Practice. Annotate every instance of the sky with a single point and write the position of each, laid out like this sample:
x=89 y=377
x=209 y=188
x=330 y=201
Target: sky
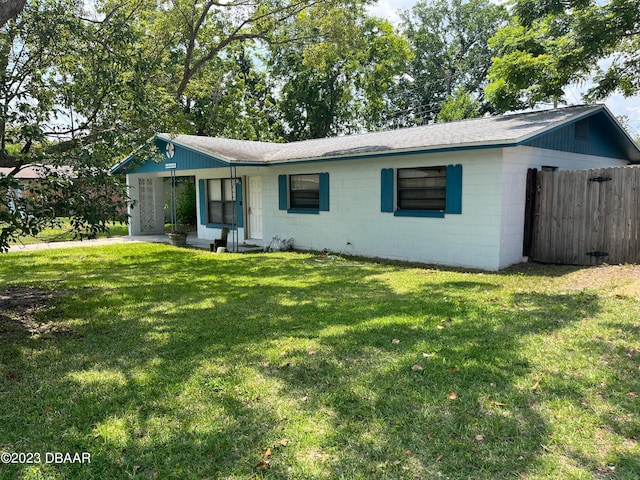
x=618 y=105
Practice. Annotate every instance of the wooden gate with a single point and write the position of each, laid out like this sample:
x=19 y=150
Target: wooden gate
x=584 y=217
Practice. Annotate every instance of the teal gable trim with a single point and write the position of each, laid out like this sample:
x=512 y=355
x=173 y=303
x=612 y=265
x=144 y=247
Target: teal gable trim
x=202 y=191
x=184 y=159
x=386 y=189
x=324 y=192
x=453 y=200
x=239 y=206
x=599 y=141
x=282 y=192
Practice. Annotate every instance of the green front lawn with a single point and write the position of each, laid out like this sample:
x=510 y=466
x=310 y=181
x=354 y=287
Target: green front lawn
x=174 y=363
x=63 y=233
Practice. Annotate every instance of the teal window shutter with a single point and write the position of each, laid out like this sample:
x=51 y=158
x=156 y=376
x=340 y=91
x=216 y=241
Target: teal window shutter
x=282 y=192
x=240 y=210
x=454 y=189
x=203 y=202
x=386 y=190
x=324 y=192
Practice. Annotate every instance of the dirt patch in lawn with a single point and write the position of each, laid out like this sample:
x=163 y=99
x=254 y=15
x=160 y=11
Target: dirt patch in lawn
x=619 y=280
x=23 y=309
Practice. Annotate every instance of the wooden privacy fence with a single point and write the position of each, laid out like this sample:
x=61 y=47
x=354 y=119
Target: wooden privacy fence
x=585 y=217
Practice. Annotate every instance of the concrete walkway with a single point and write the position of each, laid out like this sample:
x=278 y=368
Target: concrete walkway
x=192 y=241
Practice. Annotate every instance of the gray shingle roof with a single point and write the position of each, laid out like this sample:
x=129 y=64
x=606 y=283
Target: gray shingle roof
x=487 y=131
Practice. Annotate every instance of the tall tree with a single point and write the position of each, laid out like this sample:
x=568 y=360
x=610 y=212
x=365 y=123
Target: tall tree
x=10 y=9
x=336 y=73
x=449 y=40
x=550 y=45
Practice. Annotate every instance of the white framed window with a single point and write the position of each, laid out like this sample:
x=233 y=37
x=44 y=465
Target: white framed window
x=221 y=201
x=422 y=188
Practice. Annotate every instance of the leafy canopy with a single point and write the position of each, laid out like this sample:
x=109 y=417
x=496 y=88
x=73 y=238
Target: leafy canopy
x=552 y=44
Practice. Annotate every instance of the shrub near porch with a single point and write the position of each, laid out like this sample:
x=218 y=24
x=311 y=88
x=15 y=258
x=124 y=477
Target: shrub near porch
x=174 y=363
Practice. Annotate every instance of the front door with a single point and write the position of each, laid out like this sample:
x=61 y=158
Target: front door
x=254 y=209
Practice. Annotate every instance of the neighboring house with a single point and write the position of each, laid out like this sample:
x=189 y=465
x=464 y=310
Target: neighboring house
x=450 y=194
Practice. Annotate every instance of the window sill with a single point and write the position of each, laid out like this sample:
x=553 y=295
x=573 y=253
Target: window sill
x=418 y=213
x=308 y=211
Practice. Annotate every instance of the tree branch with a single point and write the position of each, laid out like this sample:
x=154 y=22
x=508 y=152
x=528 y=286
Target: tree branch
x=10 y=9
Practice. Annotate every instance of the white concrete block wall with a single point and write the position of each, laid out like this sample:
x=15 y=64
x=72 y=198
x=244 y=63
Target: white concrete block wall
x=470 y=239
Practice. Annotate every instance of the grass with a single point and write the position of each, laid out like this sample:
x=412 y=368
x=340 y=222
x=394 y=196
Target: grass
x=175 y=363
x=63 y=233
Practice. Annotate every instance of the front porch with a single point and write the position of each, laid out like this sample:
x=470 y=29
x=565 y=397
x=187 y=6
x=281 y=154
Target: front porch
x=194 y=241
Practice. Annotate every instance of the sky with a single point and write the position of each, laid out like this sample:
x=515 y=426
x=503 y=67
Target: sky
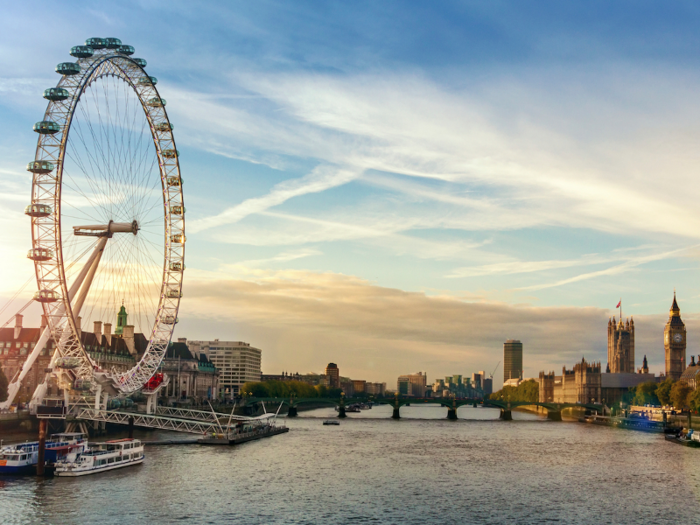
x=402 y=186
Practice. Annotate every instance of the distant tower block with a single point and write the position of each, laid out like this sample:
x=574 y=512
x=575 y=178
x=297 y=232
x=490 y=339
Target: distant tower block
x=512 y=359
x=333 y=375
x=621 y=346
x=674 y=342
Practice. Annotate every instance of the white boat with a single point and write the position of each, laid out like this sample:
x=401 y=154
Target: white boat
x=23 y=458
x=101 y=457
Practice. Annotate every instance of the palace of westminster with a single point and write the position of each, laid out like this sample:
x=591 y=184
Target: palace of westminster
x=586 y=382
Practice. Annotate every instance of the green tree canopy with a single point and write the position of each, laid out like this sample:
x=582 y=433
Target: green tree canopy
x=680 y=392
x=3 y=385
x=663 y=391
x=645 y=393
x=527 y=391
x=694 y=400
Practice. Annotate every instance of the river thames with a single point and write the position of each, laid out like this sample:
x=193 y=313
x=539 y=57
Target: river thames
x=371 y=469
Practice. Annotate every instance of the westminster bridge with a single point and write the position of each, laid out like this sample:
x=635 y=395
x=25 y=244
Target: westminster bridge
x=554 y=410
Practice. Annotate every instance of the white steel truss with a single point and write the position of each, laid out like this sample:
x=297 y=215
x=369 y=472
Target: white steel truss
x=191 y=426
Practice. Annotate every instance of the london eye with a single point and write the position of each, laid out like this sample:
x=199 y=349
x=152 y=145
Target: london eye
x=107 y=215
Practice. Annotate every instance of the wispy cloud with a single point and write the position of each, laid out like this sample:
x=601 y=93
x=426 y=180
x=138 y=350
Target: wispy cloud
x=320 y=179
x=614 y=270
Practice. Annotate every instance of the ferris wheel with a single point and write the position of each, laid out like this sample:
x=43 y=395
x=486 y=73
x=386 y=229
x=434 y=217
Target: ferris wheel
x=107 y=215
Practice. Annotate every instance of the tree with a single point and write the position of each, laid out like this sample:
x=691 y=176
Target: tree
x=663 y=391
x=694 y=400
x=3 y=386
x=645 y=393
x=680 y=392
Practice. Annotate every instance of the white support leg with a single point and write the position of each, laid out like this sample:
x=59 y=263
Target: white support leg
x=89 y=268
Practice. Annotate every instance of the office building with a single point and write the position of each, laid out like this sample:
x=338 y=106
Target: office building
x=333 y=375
x=412 y=384
x=237 y=362
x=512 y=360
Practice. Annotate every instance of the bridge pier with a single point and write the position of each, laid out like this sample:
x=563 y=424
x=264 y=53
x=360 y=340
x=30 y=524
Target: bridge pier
x=554 y=415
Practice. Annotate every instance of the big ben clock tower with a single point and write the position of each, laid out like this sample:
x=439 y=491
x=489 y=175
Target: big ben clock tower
x=674 y=342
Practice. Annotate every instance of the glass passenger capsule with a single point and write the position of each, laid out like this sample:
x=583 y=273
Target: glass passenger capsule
x=126 y=50
x=83 y=385
x=40 y=254
x=177 y=266
x=38 y=210
x=46 y=296
x=112 y=43
x=40 y=166
x=68 y=363
x=46 y=127
x=68 y=68
x=147 y=81
x=56 y=94
x=82 y=51
x=156 y=102
x=96 y=43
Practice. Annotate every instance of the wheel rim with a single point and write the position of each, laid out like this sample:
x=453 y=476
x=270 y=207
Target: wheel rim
x=109 y=166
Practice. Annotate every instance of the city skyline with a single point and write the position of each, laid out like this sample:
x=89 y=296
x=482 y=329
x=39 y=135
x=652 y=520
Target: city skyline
x=408 y=202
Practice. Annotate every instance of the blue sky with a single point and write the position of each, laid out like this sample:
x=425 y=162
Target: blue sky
x=401 y=186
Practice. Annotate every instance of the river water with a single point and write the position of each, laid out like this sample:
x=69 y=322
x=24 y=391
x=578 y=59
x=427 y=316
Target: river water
x=371 y=469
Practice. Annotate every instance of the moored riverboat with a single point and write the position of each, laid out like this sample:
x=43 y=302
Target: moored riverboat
x=244 y=431
x=22 y=458
x=101 y=457
x=688 y=439
x=629 y=423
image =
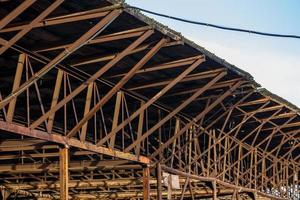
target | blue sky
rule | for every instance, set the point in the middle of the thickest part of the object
(273, 62)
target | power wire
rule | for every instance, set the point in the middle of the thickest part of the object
(214, 25)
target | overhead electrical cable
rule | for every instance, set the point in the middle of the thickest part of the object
(214, 25)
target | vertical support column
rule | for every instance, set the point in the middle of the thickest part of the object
(159, 183)
(214, 190)
(16, 85)
(146, 183)
(64, 172)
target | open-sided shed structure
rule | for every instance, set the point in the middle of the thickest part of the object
(98, 100)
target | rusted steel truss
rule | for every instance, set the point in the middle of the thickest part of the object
(98, 102)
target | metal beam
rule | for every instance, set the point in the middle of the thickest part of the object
(118, 86)
(94, 31)
(17, 129)
(96, 75)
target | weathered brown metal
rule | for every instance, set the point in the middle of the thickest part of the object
(77, 44)
(64, 173)
(17, 11)
(243, 141)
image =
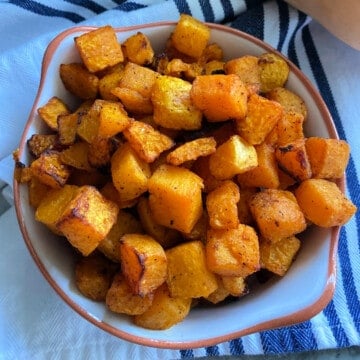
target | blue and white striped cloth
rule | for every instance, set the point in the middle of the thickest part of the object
(30, 326)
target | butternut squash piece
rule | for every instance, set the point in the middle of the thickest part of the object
(99, 49)
(137, 49)
(221, 205)
(173, 107)
(191, 150)
(292, 158)
(120, 298)
(143, 263)
(233, 252)
(79, 81)
(248, 70)
(165, 310)
(175, 197)
(277, 257)
(50, 170)
(277, 214)
(51, 110)
(126, 223)
(130, 174)
(323, 203)
(147, 142)
(235, 156)
(87, 219)
(188, 275)
(265, 174)
(190, 36)
(93, 276)
(220, 97)
(261, 117)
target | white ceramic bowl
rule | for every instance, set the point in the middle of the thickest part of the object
(303, 292)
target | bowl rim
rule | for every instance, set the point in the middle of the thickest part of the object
(303, 314)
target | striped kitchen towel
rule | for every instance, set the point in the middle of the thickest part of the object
(30, 326)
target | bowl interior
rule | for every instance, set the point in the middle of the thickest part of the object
(294, 298)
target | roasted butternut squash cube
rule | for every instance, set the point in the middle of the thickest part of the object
(39, 143)
(290, 101)
(221, 206)
(233, 252)
(113, 119)
(289, 128)
(201, 168)
(111, 193)
(51, 110)
(126, 223)
(175, 197)
(165, 310)
(235, 285)
(274, 71)
(163, 235)
(247, 68)
(323, 203)
(93, 276)
(87, 219)
(220, 97)
(266, 173)
(328, 157)
(67, 128)
(76, 155)
(133, 101)
(53, 204)
(99, 49)
(130, 174)
(100, 151)
(173, 108)
(277, 214)
(191, 150)
(188, 275)
(235, 156)
(244, 213)
(120, 298)
(137, 49)
(109, 82)
(143, 263)
(261, 117)
(147, 142)
(277, 257)
(79, 81)
(135, 88)
(190, 36)
(50, 170)
(292, 158)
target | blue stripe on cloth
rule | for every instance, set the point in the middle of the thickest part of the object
(228, 10)
(283, 23)
(352, 299)
(335, 325)
(292, 50)
(291, 339)
(236, 347)
(128, 5)
(187, 354)
(45, 10)
(207, 10)
(212, 351)
(252, 20)
(88, 4)
(183, 7)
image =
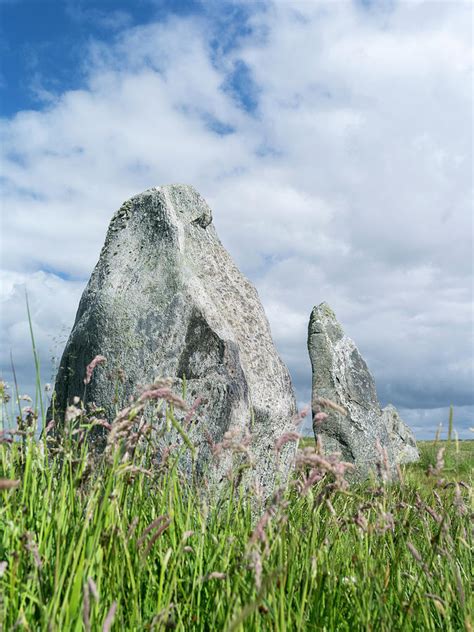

==================================================

TASK GOAL
List each line above that contains the word "cloud", copying every one in full.

SOLUTION
Practice. Annotate every instance of the wispy cloud with a single point and write the position of each, laid out like this sample:
Target: wispy cloud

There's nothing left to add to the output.